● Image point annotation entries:
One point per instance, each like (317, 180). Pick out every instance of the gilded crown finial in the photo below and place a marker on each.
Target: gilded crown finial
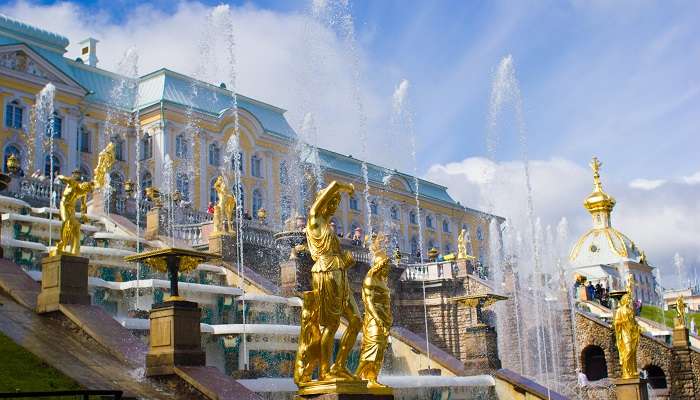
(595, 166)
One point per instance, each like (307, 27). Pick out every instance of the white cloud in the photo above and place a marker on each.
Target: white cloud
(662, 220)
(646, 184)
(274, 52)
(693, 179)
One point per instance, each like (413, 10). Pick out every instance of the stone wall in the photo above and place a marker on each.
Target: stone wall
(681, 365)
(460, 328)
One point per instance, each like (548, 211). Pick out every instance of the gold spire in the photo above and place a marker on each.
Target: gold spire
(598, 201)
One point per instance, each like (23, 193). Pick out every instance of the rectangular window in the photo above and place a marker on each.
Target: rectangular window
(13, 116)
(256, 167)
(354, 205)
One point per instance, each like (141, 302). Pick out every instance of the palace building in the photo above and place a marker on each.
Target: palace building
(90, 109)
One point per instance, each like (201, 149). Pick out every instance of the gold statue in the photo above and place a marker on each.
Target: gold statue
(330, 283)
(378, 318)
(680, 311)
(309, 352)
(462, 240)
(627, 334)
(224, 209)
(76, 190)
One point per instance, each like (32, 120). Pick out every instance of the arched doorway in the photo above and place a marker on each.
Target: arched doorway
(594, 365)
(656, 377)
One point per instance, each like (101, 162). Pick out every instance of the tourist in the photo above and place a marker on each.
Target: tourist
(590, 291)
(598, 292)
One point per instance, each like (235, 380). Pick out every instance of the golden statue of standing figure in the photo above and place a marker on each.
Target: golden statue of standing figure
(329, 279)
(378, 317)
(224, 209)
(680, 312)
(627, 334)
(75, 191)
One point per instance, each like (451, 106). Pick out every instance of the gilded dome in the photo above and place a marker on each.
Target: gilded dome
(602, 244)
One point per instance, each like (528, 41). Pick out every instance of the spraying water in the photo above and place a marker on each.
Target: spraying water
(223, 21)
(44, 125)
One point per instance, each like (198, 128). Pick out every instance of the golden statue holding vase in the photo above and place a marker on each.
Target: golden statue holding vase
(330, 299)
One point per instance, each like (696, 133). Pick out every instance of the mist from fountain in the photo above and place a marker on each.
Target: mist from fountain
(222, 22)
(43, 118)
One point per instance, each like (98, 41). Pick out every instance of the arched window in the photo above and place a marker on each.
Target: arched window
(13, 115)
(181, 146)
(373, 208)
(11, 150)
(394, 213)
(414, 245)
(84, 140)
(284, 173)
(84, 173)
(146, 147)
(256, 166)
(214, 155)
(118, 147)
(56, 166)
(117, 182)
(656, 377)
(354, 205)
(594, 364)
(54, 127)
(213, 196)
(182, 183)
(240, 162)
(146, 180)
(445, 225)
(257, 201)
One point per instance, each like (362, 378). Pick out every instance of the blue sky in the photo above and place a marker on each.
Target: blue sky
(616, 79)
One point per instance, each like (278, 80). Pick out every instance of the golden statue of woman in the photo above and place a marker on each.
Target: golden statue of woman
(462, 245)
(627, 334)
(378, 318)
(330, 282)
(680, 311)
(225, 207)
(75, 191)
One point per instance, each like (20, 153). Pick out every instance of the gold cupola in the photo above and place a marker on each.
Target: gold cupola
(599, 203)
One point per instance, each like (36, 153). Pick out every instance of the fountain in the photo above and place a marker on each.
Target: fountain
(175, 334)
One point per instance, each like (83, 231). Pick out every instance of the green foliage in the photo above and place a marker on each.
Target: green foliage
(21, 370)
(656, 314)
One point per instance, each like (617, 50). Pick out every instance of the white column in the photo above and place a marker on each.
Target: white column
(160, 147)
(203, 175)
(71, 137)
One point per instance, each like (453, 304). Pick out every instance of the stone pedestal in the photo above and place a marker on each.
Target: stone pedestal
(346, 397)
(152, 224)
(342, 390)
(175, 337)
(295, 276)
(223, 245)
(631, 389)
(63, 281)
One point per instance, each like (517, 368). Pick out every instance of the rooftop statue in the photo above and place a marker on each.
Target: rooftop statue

● Exercise description: Rewrite every one of the rows above, changing "place a marker" to "put a dot" wherever it occurs and keeping everything else the same. Omit the pictures from your answer.

● The result:
One point per instance, each like (317, 180). Pick out every instance of the gilded crown finial in the photo below and put a dot on each.
Target: gilded crown finial
(595, 166)
One point per instance, each like (307, 27). Pick out every instance of the white cloud in the photo above and put a dot on each.
Target: white cloud
(662, 220)
(646, 184)
(274, 52)
(693, 179)
One point per instance, each like (413, 10). Pick out every instance of the stone wall in the photo above and put a dot on each.
Target: stone wall
(681, 365)
(460, 328)
One point per instance, each like (548, 211). Pick out every instance of the gold spire in the photo above and put a dot on each.
Target: gold spire
(598, 201)
One point per instance, each like (23, 193). Pick out every instance of the rectangular window in the photo above and put a dot on each.
Target: rectangular window
(13, 116)
(256, 167)
(354, 205)
One point per instance, each like (141, 302). Pick out every instance of the palace building in the photo above and put a dot on each.
Target: palace building
(90, 109)
One point per instance, each like (201, 149). Pick out every instance of the gold statue in the photo above and put a dot on each.
Target: gold statue
(330, 283)
(378, 318)
(680, 311)
(309, 352)
(462, 240)
(627, 334)
(224, 209)
(76, 190)
One point per instance, each like (32, 120). Pick out every instance of the arched doorway in the photo above and put a dot on each.
Target: arched doorway
(594, 365)
(656, 377)
One point per instance, each like (101, 162). Pick out every instance of the tourist in the photo above and put a dot on each.
Target: tourist
(590, 291)
(598, 292)
One point per instance, each like (235, 380). Pick out every instance of the golden statue of standing figure in the photo above and put a dot on each.
Target: golden statue of standing figure
(329, 279)
(378, 317)
(224, 209)
(680, 312)
(627, 334)
(75, 191)
One point per instance, each like (451, 106). Pick out every instance of the gilded dome in the photo above and put a dot on each.
Target: gilded dome
(602, 244)
One point per instance, each like (528, 41). Pick out every instance of the spraying water in the photo above and put a dot on each.
Target: spraying water
(223, 21)
(44, 125)
One point per instance, each like (198, 128). Pick out every instance of the golden statue holding vase in the photo above and put a dot on each.
Target: golden statue holding vase
(330, 299)
One point per instance, each like (696, 133). Pick out every instance of the mist from fountain in the photo above and put a dot on each.
Target: mist from fountain
(222, 22)
(43, 118)
One point per instance, each like (98, 41). Pick out every instance of the arched window in the photo above and put a dot on each.
Target: arched window
(13, 115)
(181, 146)
(373, 208)
(11, 150)
(394, 213)
(414, 245)
(84, 140)
(284, 173)
(84, 173)
(146, 147)
(256, 166)
(214, 155)
(118, 147)
(56, 166)
(117, 182)
(656, 377)
(354, 205)
(594, 364)
(54, 127)
(213, 196)
(182, 183)
(240, 162)
(146, 180)
(445, 225)
(257, 201)
One point per instance, each like (362, 378). Pick out every instance of the blue sky in the photo above and put a dot on each.
Target: blue sky
(616, 79)
One point per instance, each like (278, 80). Pick out every instance of the golden statue of woman in the photo above and put a dot on each.
Target: golden statue of woman
(462, 245)
(627, 334)
(378, 318)
(330, 282)
(680, 311)
(225, 207)
(75, 191)
One point per instance, each like (20, 153). Pick out every instance of the gold cupola in the photo above and put a dot on each.
Target: gold cupola
(599, 203)
One point per instance, each like (36, 153). Pick out every instance of the fountain in the photo above and put a dot on each.
Target: fountain
(175, 334)
One point per instance, each like (83, 231). Pick out every instance of the green foliage in the photo above and put a dot on each.
Target: green foliage
(21, 370)
(656, 314)
One point per instance, each like (617, 50). Pick out every instance of the white column in the photo above and put a dot on each.
Target: white column
(160, 147)
(203, 175)
(71, 137)
One point per instance, each like (453, 304). Pick out every instance of the stone pedestal in the photo above and put a dot on each.
Target: stone pedestal
(346, 397)
(152, 224)
(342, 390)
(175, 337)
(295, 276)
(223, 245)
(631, 389)
(63, 281)
One point per instance, each like (517, 368). Pick out every instance of the rooftop statue in the photo above and put a dot on each.
Target: rooftop statue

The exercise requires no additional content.